** Data to examine follows **

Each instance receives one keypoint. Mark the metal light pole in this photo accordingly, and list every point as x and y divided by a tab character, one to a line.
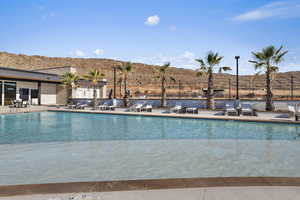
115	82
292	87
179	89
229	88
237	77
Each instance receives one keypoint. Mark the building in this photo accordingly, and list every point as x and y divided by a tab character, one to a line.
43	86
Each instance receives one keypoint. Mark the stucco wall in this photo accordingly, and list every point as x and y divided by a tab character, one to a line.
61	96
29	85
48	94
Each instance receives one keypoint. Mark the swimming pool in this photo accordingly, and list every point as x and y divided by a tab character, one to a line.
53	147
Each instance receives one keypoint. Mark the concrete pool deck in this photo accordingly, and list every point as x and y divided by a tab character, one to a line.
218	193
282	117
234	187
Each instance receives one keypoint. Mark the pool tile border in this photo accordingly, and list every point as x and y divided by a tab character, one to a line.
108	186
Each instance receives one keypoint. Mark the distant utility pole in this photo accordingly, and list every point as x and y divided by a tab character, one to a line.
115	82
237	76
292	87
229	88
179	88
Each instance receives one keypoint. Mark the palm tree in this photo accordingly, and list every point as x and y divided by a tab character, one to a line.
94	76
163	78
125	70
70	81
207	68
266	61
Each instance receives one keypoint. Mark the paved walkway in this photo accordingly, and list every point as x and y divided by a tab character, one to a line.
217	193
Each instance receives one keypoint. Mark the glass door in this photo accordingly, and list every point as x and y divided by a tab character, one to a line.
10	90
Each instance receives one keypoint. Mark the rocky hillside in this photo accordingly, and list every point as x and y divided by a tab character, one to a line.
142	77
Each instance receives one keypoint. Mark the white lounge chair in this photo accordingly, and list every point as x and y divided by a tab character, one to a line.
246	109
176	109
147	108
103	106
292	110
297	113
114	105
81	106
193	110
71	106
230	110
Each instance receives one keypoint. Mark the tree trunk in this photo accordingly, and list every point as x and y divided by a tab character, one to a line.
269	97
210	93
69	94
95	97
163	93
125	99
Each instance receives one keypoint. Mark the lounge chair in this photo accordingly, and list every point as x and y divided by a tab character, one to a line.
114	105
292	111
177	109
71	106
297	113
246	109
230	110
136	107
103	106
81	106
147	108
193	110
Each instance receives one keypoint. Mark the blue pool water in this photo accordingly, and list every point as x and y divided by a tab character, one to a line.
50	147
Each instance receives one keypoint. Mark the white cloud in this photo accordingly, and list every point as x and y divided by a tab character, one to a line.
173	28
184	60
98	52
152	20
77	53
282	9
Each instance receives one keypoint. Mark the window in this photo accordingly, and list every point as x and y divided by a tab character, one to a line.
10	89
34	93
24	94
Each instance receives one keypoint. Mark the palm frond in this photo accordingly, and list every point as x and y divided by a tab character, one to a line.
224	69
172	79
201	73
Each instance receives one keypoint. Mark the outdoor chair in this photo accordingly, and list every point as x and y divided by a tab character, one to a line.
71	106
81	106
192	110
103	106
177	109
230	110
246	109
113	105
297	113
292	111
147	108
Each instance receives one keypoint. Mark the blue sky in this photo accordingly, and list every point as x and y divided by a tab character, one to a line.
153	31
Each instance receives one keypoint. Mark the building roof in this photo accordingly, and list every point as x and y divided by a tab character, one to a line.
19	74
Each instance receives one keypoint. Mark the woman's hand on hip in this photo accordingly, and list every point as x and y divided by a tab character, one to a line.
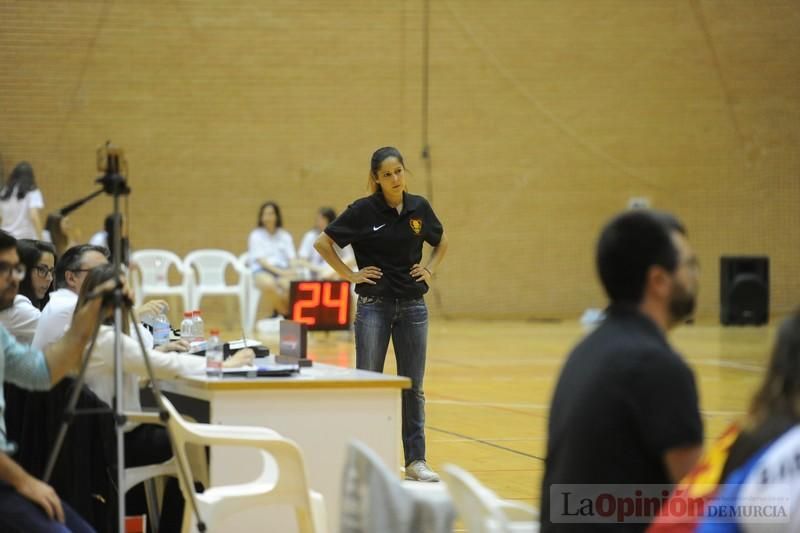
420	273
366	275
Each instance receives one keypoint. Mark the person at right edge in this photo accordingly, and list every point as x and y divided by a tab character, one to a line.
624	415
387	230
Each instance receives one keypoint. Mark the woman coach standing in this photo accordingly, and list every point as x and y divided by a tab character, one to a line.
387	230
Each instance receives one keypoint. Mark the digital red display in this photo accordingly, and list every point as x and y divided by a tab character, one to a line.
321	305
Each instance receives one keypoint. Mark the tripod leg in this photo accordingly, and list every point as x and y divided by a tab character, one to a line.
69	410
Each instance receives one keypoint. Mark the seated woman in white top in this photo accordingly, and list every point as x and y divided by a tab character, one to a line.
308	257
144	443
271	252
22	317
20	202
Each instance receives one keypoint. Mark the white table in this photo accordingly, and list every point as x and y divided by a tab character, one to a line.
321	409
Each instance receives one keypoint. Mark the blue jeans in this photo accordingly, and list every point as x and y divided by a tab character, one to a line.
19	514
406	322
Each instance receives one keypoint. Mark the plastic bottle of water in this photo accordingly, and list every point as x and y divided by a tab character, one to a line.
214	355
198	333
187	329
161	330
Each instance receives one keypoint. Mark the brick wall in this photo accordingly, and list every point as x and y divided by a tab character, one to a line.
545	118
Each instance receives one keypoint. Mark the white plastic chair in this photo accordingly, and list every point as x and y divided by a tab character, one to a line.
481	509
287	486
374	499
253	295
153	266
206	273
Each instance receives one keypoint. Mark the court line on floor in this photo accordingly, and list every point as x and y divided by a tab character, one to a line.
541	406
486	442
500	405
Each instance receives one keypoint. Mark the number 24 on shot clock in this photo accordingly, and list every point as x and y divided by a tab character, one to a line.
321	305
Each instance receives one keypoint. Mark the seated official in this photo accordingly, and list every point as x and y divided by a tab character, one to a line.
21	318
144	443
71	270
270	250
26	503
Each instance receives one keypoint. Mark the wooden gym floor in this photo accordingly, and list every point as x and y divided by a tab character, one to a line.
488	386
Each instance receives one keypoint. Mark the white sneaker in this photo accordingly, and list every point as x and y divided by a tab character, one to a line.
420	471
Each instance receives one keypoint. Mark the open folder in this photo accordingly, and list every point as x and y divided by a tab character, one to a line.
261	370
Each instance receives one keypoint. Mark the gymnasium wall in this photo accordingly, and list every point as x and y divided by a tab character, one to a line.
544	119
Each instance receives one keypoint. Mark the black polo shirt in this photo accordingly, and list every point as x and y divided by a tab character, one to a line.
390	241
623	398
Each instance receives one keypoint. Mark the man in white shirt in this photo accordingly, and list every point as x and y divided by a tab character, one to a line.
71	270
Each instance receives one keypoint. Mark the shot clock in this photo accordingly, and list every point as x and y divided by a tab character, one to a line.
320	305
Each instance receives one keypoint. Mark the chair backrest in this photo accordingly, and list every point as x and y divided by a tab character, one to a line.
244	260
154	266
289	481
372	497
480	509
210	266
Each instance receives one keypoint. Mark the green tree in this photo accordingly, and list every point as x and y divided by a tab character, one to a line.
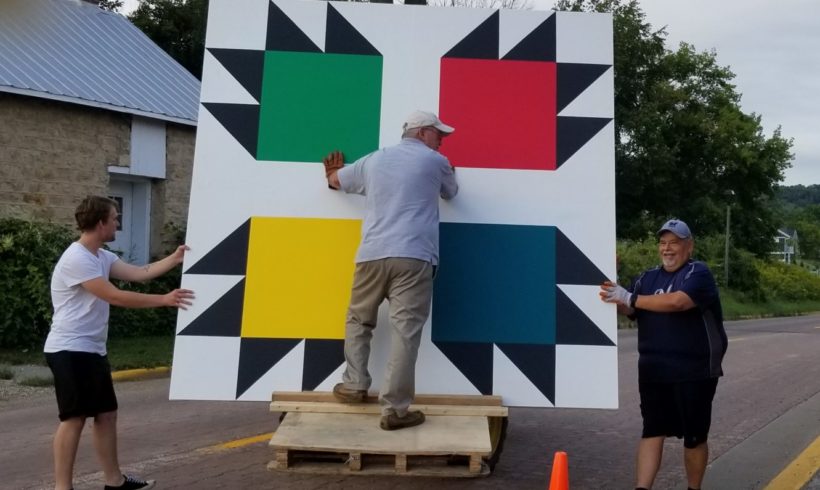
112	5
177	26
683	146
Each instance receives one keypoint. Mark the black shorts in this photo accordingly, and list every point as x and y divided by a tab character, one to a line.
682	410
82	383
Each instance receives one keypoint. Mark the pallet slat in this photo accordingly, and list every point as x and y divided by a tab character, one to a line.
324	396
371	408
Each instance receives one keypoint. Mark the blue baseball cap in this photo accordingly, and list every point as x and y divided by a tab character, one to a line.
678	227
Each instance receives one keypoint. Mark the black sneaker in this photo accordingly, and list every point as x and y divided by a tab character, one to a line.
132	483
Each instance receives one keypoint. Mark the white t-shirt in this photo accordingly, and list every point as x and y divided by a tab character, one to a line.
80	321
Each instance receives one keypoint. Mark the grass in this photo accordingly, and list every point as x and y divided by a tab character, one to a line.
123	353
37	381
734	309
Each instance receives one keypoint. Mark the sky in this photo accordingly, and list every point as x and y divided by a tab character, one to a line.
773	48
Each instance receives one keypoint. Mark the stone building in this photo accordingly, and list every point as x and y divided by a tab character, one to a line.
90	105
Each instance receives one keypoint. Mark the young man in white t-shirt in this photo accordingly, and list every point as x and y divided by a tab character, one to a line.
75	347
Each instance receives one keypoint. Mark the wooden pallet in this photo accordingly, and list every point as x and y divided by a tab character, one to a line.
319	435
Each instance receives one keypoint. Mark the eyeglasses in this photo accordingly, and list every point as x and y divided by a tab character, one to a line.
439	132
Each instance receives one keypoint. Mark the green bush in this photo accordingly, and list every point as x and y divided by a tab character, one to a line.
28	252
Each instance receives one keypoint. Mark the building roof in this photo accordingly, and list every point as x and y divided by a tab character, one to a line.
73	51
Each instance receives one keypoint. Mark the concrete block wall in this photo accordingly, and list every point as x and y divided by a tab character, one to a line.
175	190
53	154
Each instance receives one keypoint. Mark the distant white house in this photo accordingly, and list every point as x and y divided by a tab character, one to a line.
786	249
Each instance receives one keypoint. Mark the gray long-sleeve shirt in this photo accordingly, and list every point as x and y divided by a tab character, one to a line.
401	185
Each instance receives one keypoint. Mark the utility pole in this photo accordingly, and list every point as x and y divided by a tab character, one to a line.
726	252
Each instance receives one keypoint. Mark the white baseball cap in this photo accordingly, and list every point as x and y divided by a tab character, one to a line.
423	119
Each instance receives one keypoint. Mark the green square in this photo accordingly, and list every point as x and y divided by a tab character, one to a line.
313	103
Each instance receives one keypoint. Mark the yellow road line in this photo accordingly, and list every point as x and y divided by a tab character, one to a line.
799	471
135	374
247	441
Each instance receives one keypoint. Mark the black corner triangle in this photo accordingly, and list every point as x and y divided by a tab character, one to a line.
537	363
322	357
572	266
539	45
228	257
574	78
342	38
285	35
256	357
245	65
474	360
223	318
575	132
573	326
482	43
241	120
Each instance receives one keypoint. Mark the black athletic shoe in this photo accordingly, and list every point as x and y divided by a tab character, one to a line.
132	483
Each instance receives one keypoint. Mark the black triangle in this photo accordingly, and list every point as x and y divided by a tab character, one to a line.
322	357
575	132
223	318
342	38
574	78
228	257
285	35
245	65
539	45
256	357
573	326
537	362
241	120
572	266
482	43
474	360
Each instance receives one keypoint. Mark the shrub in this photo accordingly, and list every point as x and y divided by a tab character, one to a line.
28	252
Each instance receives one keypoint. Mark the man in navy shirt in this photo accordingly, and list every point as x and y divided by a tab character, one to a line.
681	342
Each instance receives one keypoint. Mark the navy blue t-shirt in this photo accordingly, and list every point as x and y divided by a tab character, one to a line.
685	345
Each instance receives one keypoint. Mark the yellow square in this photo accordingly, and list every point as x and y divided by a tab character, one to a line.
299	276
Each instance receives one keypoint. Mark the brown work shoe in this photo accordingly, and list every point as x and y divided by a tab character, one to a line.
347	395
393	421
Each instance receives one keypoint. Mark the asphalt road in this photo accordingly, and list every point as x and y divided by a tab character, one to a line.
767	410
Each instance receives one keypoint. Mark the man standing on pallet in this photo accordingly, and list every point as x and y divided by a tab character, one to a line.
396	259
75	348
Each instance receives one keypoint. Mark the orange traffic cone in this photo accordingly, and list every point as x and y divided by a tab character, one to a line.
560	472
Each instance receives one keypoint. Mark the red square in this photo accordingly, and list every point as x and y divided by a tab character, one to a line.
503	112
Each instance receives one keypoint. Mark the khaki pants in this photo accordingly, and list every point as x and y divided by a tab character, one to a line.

** End of Data to examine **

• Work order:
No line before the one containing "Each instance receives one keypoint. Mark the navy" belongs in the answer; give again exactly that line and all lines after it through the end of the data.

• Solution for this problem:
Each instance receives one keypoint. Mark the navy blue t-shirt in this photo accordingly, and list every point as x and y divided by a tab character, one to a line.
685	345
Each instance receives one keypoint. Mark the yellow square in this photo accordingly, and list every point as x and y divided by a tab character, one to a line.
299	276
Each instance receives one keypoint. Mark the brown work shoe in this photo accordingly, and list every point as x and y divided by a tab character, one to a line.
347	395
393	421
Each instance receives one keypoint. Mark the asphalt road in this photo accordingly, and list every point as x and y divided by a tab character, one to a line.
767	410
Each instance receives one keypoint. Mark the man standing on pallet in this photo accordingly, and list every point as x and y divided by a tab character, one to a line.
396	259
75	348
Each instance receives one keypoint. Mark the orange traffic cone in this photo accordingly, and list every point as x and y divided by a tab character, one to a line.
560	472
Each instance receives one keypoint. Mark the red square in this photo accordingly, and list every point as x and y divided by a tab character, one to a line.
503	112
Each instance receives one keypoint. Mark the khaki pants in this photo accordingly, and list every point as x and y divided by a tab character, one to a line.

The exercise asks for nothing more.